— WHAT YOU SHOULD DO —
Print the records below verbatim, limited to the stretch from the line containing "Pin each instance of the bare" through the line containing "Pin each instance of the church", with both of those lines included.
--- START OF ITEMS ---
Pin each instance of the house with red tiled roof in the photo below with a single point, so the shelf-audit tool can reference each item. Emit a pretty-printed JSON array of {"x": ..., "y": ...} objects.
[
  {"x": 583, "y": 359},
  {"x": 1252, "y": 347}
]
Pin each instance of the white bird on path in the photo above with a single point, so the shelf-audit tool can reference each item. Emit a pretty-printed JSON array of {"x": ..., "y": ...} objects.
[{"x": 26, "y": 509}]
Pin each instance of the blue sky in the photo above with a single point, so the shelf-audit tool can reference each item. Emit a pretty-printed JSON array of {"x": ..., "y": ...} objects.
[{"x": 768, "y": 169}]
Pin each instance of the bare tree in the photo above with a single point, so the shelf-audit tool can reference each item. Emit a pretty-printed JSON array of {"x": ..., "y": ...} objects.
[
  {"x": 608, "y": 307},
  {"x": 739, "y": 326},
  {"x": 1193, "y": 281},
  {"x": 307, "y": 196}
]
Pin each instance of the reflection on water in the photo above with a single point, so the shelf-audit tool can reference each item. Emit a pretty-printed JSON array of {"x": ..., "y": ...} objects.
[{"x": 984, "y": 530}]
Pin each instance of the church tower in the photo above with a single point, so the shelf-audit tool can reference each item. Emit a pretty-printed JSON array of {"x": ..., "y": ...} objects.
--- END OF ITEMS ---
--- START OF ITEMS ---
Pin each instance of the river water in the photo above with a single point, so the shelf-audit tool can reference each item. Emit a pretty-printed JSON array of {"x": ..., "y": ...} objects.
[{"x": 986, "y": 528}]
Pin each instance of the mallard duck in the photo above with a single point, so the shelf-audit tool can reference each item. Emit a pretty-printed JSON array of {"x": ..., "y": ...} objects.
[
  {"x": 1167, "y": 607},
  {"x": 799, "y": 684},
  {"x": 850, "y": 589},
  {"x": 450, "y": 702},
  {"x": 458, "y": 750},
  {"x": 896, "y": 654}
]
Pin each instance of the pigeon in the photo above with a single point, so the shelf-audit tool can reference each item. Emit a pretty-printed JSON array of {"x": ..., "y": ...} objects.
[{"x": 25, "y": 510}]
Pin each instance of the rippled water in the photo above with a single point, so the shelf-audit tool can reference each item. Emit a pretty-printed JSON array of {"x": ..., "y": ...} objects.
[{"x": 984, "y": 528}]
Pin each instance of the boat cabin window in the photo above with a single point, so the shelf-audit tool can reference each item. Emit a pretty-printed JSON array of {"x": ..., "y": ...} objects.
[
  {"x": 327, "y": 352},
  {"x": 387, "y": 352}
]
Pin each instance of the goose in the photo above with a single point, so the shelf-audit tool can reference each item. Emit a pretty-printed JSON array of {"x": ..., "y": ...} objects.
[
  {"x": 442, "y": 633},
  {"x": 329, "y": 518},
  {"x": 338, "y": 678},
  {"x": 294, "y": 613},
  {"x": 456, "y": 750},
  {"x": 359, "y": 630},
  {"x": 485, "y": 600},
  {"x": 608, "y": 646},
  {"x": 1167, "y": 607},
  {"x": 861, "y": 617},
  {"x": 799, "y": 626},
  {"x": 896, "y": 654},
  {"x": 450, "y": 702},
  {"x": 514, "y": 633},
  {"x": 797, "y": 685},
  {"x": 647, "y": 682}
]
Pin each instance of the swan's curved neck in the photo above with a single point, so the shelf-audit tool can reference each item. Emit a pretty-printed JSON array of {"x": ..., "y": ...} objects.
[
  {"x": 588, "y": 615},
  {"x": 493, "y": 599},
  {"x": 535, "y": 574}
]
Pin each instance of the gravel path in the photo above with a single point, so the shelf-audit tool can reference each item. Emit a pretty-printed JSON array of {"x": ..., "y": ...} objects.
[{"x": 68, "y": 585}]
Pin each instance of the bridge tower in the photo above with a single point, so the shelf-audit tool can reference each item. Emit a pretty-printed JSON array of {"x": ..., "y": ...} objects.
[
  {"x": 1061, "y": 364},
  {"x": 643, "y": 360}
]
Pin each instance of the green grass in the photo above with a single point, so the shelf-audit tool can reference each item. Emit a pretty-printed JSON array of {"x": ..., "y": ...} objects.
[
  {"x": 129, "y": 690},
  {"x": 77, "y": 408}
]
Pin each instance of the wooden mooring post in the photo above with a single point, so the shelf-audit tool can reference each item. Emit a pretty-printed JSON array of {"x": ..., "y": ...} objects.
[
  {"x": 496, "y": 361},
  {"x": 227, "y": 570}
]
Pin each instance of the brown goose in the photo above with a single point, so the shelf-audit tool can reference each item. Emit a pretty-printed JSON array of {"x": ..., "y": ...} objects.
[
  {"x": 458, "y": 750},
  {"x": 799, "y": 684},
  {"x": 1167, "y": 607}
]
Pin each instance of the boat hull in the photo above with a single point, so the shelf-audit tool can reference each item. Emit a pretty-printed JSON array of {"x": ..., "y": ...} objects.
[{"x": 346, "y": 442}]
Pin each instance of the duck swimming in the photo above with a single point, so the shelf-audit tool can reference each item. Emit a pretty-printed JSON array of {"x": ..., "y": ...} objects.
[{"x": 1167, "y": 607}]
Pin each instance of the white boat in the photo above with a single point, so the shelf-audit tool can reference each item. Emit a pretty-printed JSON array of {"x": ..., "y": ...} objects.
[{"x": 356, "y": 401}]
--- END OF ITEMS ---
--- START OF ITEMS ---
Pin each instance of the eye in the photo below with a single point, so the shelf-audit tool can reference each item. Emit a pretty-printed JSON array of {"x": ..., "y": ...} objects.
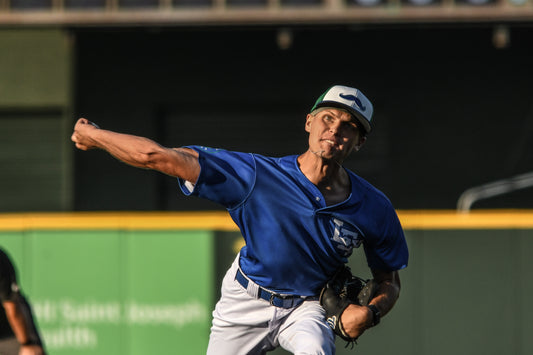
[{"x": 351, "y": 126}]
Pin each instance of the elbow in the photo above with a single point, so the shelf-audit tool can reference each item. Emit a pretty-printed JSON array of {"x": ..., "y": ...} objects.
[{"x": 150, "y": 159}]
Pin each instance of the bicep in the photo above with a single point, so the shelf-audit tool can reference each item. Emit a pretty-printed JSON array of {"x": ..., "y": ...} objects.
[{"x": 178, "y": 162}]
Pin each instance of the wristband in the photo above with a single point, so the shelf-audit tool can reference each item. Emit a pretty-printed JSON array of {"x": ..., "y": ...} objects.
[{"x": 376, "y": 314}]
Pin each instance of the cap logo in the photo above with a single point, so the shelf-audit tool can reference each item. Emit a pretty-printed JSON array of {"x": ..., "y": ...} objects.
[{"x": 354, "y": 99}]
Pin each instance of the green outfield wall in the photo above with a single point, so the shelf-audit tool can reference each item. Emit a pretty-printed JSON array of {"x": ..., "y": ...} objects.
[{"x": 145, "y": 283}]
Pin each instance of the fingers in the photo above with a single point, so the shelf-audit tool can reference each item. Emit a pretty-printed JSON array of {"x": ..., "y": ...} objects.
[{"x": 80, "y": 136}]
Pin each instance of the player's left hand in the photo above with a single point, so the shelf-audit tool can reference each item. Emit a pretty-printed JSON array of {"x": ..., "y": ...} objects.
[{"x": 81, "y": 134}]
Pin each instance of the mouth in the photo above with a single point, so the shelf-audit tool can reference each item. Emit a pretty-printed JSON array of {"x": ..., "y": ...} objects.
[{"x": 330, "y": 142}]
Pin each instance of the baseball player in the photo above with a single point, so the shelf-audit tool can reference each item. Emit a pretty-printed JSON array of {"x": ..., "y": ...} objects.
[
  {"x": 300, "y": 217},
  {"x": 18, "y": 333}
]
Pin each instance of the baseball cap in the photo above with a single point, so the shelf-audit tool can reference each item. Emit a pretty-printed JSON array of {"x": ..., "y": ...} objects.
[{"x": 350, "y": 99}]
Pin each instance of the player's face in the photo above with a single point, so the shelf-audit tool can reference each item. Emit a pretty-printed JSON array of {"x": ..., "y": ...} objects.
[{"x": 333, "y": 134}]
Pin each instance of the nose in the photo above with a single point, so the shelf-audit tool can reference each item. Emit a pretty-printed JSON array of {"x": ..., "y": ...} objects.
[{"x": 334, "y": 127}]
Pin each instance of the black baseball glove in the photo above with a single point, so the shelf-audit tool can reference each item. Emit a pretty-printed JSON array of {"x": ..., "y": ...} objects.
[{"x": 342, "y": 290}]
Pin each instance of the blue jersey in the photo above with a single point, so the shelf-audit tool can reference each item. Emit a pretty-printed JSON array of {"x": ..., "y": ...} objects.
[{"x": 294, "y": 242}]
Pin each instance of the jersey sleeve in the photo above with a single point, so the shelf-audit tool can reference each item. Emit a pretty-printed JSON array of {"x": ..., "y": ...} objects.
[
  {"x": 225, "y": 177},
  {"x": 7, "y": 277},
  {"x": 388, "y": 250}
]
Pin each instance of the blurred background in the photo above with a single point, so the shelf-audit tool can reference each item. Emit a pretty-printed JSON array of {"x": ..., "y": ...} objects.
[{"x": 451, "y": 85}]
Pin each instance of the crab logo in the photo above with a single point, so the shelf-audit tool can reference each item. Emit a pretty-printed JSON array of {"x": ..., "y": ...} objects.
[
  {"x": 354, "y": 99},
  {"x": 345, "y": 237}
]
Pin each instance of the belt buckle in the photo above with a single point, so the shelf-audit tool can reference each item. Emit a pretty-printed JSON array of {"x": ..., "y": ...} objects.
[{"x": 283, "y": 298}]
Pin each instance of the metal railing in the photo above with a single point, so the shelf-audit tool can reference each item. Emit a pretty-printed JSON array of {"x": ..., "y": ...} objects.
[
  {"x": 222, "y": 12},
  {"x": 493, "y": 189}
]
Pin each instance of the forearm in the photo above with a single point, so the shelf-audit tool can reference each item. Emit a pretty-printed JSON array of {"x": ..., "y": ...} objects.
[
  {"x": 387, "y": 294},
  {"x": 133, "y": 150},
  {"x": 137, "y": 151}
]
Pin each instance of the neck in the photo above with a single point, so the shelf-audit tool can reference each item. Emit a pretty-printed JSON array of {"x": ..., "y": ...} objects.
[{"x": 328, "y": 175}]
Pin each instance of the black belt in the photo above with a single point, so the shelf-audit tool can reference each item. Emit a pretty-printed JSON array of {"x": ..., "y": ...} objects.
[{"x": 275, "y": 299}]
--- END OF ITEMS ---
— SOLUTION —
Pin each instance of the bare tree in the photo above with a single point, so the shelf-audit tool can reference each item. Emit a pretty-printed JSON array of {"x": ..., "y": ...} objects.
[
  {"x": 608, "y": 307},
  {"x": 739, "y": 326},
  {"x": 1193, "y": 281},
  {"x": 307, "y": 196}
]
Pin each instance of the reflection on water in the photo above with a single point, so the shelf-audit tool can reference each item. Emit a pretty-printed JSON array of {"x": ..., "y": ...} objects.
[{"x": 984, "y": 530}]
Pin each instance of the church tower in the photo above with a single point, so the shelf-audit tool can reference each item. Emit a pretty-printed JSON array of {"x": ..., "y": ...} objects.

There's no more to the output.